* _Work to be completed_
Return each of the records below verbatim, line for line, with no changes.
>> begin
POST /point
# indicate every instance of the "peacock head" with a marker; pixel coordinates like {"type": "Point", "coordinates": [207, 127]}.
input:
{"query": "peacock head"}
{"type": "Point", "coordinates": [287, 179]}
>> end
* _Exercise answer_
POST /point
# indicate every instance of the "peacock head" with a marker; pixel coordinates like {"type": "Point", "coordinates": [207, 127]}.
input:
{"query": "peacock head"}
{"type": "Point", "coordinates": [287, 179]}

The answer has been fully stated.